GIVEN TEXT:

++++++

NEW DELHI, India: The United Nations has announced a new panel on artificial intelligence aimed at making “human control a technical reality,” UN Secretary-General Antonio Guterres said Friday, as world leaders gathered at the AI Impact Summit in New Delhi to shape the global conversation on the future of this transformative yet divisive technology.
Highlighting the dual nature of the AI boom, Guterres noted the risks of job disruption, online abuse, and the heavy electricity consumption of data centres. “We are barrelling into the unknown,” he said. “The message is simple: Less hype, less fear. More facts and evidence.”
According to AFP, the United Nations General Assembly has confirmed 40 members for the newly created Independent International Scientific Panel on Artificial Intelligence, an advisory body designed to be to AI what the UN’s Intergovernmental Panel on Climate Change (IPCC) is to global warming.

++++++

MATERIAL SHOWN:
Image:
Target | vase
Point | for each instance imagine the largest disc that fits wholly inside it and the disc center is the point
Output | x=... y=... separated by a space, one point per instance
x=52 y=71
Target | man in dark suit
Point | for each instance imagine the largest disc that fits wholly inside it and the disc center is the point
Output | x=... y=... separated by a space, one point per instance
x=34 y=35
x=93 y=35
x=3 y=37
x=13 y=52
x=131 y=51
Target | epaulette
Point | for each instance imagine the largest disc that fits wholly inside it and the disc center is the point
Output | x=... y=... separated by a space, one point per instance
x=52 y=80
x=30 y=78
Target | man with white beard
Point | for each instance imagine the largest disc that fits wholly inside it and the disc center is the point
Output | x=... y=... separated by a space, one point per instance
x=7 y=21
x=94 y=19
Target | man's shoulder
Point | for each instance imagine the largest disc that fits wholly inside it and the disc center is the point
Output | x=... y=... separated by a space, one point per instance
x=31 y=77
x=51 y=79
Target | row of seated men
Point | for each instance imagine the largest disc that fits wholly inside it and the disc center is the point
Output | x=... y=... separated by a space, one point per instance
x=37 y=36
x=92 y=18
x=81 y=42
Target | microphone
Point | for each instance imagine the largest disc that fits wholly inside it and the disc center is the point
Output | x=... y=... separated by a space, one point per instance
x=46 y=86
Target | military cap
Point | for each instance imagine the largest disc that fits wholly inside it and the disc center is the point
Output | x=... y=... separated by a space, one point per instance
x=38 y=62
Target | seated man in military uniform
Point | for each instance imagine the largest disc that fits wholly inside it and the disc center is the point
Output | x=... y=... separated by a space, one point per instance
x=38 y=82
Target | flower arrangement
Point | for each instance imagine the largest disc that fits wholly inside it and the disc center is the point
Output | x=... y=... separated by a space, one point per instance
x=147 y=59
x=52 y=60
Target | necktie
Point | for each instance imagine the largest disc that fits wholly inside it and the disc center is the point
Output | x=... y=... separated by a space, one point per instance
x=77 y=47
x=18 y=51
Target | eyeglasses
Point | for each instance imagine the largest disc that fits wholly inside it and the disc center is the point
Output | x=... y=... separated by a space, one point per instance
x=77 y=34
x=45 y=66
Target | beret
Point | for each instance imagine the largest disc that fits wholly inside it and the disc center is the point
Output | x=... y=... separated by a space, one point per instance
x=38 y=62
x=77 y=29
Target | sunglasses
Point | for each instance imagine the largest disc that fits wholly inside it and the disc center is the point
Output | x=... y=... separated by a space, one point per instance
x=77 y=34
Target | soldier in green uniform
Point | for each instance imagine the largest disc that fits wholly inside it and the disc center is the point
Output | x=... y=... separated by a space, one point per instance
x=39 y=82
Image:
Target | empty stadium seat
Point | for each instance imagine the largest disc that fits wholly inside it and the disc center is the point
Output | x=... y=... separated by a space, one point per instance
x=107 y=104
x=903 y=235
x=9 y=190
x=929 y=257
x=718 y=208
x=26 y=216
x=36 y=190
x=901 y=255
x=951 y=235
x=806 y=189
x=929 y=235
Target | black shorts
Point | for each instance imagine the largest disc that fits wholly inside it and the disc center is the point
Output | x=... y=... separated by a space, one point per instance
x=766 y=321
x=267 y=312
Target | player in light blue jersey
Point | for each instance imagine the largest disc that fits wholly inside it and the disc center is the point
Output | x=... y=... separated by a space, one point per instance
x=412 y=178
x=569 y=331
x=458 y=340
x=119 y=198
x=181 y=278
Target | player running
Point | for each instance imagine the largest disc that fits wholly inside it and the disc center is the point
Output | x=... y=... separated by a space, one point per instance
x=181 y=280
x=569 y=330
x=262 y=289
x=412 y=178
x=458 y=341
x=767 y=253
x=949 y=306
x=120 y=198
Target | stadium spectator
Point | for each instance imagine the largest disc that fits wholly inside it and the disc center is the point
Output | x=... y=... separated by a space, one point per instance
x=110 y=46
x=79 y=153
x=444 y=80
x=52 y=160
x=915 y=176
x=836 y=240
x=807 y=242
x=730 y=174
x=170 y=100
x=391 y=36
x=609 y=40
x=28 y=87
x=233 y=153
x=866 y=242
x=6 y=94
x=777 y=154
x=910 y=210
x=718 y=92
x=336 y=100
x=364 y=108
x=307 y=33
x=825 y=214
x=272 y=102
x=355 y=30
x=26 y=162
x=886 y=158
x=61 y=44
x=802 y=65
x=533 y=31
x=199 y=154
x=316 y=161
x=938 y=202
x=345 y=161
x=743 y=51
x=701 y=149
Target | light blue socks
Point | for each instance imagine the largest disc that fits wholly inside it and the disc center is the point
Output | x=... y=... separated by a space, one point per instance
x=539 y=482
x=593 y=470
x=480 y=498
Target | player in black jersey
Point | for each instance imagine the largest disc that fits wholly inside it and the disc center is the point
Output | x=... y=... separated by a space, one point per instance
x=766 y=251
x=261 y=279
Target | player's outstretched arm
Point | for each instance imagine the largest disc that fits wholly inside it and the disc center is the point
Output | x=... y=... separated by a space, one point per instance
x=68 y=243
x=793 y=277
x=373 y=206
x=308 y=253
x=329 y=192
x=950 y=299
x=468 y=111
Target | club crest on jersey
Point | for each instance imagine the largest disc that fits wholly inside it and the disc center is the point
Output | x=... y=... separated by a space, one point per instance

++++++

WHAT YOU WILL DO:
a - Repeat everything in the UN artificial intelligence article from "NEW DELHI, India: The" down to "yet divisive technology.".
b - Pick up the article on the UN's new AI panel where it stops and continue it.
The items are drawn from a separate source.

TASK RESPONSES:
a -
NEW DELHI, India: The United Nations has announced a new panel on artificial intelligence aimed at making “human control a technical reality,” UN Secretary-General Antonio Guterres said Friday, as world leaders gathered at the AI Impact Summit in New Delhi to shape the global conversation on the future of this transformative yet divisive technology.

b -
“Science-led governance is not a brake on progress,” Guterres added, emphasizing that it can make technological development “safer, fairer, and more widely shared.” He stressed that understanding what AI systems can and cannot do is key to moving from rough measures to smarter, risk-based guardrails.
Dozens of world leaders and ministers are expected to articulate a shared perspective on AI’s risks and opportunities by the conclusion of the five-day summit. This is the fourth annual global AI policy meeting, with the next scheduled for Geneva in the first half of 2027, according to the Swiss president.
The Delhi summit marks the first AI gathering hosted by a developing country, allowing India to showcase its ambitions to compete with the United States and China. The country anticipates more than $200 billion in AI-related investments over the next two years, with major US tech firms unveiling new deals and infrastructure projects during the week.
Focus on the “Common Good”
OpenAI CEO Sam Altman, whose company powers ChatGPT, spoke about the need for oversight, warning that centralization of AI in a single company or country could be risky.
“This is not to suggest that we won’t need any regulation or safeguards. We obviously do, urgently, like we have for other powerful technologies,” he said.
While prior summits in France, South Korea, and Britain produced broad statements, the Delhi event’s outcomes may remain largely aspirational.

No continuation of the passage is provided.